Data excerpts:

--- START ---

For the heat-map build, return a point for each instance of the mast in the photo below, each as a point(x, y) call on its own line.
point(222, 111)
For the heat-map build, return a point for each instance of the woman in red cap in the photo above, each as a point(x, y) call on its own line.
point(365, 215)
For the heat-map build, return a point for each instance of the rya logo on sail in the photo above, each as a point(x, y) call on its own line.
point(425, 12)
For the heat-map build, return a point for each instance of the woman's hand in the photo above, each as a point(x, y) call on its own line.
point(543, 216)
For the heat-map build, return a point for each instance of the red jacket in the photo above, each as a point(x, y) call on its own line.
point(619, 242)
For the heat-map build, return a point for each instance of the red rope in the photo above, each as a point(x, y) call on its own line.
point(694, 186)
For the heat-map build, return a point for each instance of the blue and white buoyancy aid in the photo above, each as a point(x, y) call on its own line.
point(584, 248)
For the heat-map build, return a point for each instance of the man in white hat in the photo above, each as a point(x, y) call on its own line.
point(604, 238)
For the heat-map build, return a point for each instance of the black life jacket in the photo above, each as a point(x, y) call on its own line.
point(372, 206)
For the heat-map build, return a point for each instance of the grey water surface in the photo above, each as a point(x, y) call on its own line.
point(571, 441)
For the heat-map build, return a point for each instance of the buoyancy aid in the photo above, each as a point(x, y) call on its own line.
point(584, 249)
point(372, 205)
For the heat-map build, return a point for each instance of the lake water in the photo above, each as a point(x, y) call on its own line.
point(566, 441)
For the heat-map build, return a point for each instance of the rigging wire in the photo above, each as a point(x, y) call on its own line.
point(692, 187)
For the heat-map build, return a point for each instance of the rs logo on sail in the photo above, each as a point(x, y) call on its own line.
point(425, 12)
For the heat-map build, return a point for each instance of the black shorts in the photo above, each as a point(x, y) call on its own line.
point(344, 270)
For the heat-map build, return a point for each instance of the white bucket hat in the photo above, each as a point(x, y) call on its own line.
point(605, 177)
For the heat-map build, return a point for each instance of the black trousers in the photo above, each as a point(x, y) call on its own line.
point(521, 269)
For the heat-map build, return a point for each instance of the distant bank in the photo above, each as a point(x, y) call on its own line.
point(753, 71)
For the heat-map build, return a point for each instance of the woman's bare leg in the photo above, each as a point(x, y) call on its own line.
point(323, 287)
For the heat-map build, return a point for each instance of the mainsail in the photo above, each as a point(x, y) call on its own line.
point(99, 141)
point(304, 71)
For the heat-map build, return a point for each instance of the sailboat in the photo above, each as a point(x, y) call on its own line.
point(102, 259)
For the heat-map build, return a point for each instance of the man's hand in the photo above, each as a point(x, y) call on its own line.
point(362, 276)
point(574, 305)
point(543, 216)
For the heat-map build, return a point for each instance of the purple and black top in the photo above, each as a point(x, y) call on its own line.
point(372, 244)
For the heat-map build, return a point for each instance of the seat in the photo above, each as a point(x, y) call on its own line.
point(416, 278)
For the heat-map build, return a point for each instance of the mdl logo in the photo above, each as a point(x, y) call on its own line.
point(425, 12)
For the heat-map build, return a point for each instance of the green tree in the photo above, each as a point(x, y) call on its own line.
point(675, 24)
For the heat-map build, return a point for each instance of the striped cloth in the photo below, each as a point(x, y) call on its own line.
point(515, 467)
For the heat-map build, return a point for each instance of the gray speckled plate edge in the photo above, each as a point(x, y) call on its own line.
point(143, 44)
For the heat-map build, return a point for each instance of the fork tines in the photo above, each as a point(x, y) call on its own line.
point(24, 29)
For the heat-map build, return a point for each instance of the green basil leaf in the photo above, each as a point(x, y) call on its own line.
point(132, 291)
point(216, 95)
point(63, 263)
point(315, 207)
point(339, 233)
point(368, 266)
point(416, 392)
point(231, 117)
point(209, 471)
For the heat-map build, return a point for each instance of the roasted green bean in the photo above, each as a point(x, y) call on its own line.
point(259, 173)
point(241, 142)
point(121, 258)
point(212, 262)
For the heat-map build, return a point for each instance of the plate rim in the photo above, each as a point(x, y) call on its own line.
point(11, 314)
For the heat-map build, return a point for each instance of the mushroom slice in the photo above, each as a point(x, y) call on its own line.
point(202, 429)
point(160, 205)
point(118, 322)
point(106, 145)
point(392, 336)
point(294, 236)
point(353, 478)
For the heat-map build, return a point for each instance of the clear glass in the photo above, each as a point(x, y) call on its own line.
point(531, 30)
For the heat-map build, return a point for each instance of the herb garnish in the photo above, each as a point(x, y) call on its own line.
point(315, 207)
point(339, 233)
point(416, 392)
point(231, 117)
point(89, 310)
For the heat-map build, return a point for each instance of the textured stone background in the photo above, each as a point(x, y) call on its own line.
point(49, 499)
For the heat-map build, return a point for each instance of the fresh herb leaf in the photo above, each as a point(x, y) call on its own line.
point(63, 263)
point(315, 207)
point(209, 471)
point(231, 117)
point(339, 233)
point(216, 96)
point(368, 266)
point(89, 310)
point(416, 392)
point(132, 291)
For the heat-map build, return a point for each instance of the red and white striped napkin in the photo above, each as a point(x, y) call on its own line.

--- END ---

• [Assigned task]: Each record above is to be returned verbatim.

• [Answer space]:
For the heat-map build, return a point for each instance of the mast in the photo below, each as a point(x, y) call on its own line.
point(222, 111)
For the heat-map build, return a point for each instance of the woman in red cap in the photo above, each as a point(x, y) call on its own line.
point(365, 215)
For the heat-map build, return a point for each instance of the rya logo on sail in the photo above, each as a point(x, y) call on its own line.
point(425, 12)
For the heat-map build, return a point for each instance of the woman's hand in the photo above, each as a point(x, y) call on its own line.
point(543, 216)
For the heat-map build, return a point for each instance of the red jacket in the photo above, each as a point(x, y) call on its own line.
point(619, 242)
For the heat-map build, return a point for each instance of the red rope in the photo above, each as a point(x, y) call on its own line.
point(694, 186)
For the heat-map build, return a point for each instance of the blue and white buoyancy aid in the photo above, each as a point(x, y) call on its own line.
point(584, 248)
For the heat-map build, return a point for each instance of the man in white hat in the photo above, each as a point(x, y) call on its own line.
point(604, 238)
For the heat-map build, return a point for each instance of the black life jacket in the photo above, each as a point(x, y) call on its own line.
point(372, 206)
For the heat-map build, return a point for each instance of the grey water surface in the photo above, each as a point(x, y) call on its own line.
point(571, 441)
For the heat-map build, return a point for each instance of the buoyancy aid in the photo above, each as a point(x, y) call on its own line.
point(584, 249)
point(372, 205)
For the heat-map build, return a point for each instance of the lake water in the photo above, each as a point(x, y) call on its own line.
point(566, 441)
For the heat-map build, return a point for each instance of the rigging wire in the photo above, each as a point(x, y) call on its own line.
point(692, 187)
For the heat-map build, return a point for each instance of the rs logo on sail in the photo above, each as a point(x, y) call on its own line.
point(425, 12)
For the heat-map build, return a point for each instance of the black shorts in the photo above, each as a point(x, y) call on its own line.
point(344, 270)
For the heat-map build, return a point for each instance of the white bucket hat in the photo above, each as a point(x, y) call on its own line.
point(605, 177)
For the heat-map build, return a point for each instance of the black trousers in the photo above, each as a point(x, y) call on its own line.
point(521, 269)
For the heat-map build, return a point for each instance of the distant bank in the photo above, each as a point(x, y) call on its own line.
point(753, 71)
For the heat-map build, return a point for each instance of the woman's bare leg in the photo above, each as a point(x, y) call on its own line.
point(323, 287)
For the heat-map build, return a point for each instance of the mainsail in the photo above, each as a point(x, y) call on its own line.
point(99, 141)
point(304, 71)
For the heat-map build, return a point for each instance of the sailboat in the photo above, each as a point(x, y) call on its own line.
point(102, 259)
For the heat-map build, return a point for each instance of the man's hand in the photo above, each as a point(x, y) call on its own line.
point(362, 276)
point(574, 305)
point(543, 216)
For the heat-map build, return a point for each instance of the purple and black top in the photo above, each as a point(x, y) call on its own line.
point(372, 244)
For the heat-map build, return a point for each instance of the seat in the photo above, each as a point(x, y) call on its own line.
point(416, 278)
For the heat-map build, return a point for each instance of the mdl logo in the photo above, each as a point(x, y) call on its own line.
point(425, 12)
For the heat-map build, return a point for each instance of the green tree in the photo above, each as a point(x, y) call on its own line.
point(675, 24)
For the heat-map build, return a point for each instance of the striped cloth in the photo below, each as a point(x, y) call on its own line.
point(515, 467)
For the heat-map build, return a point for each instance of the gray speckled plate edge in the photo above, each as a point(x, y) call on its own line.
point(143, 44)
For the heat-map build, return a point for each instance of the fork tines in the photo above, each as a point(x, y) call on its own line.
point(24, 29)
For the heat-map build, return a point for each instance of the green basil leaf in the photo above, each as a point(x, y) call on its own line.
point(132, 291)
point(216, 95)
point(63, 263)
point(315, 207)
point(339, 233)
point(368, 266)
point(416, 392)
point(231, 117)
point(209, 471)
For the heat-map build, return a point for each instance of the roasted green bean in the photo above, each as a point(x, y) call on its own line.
point(259, 173)
point(241, 142)
point(121, 258)
point(212, 262)
For the heat-map build, return a point for each instance of the plate rim in the photo above, each as a point(x, y) call on its own line.
point(11, 314)
For the heat-map build, return a point for each instance of the mushroom slice in the photo above, each as a point(x, y) call on its own line.
point(202, 429)
point(160, 205)
point(118, 322)
point(106, 145)
point(392, 336)
point(294, 236)
point(353, 478)
For the heat-map build, return a point for each instance of the clear glass in the photo above, each as a point(x, y) call on its own line.
point(531, 30)
For the heat-map build, return a point for each instance of the herb garnish in the photo above, each as a point(x, y) call on its own line.
point(315, 207)
point(339, 233)
point(416, 392)
point(231, 117)
point(89, 310)
For the heat-map build, return a point for each instance of the textured stone background in the photo above, each as a point(x, y) call on its own line.
point(49, 499)
For the heat-map build, return a point for each instance of the fresh herb leaf in the photo above, each as a point(x, y) call on its own line.
point(63, 263)
point(315, 207)
point(209, 471)
point(231, 117)
point(339, 233)
point(216, 96)
point(368, 266)
point(89, 310)
point(416, 392)
point(132, 291)
For the heat-map build, return a point for each instance of the red and white striped napkin in the photo above, each as a point(x, y) call on its own line.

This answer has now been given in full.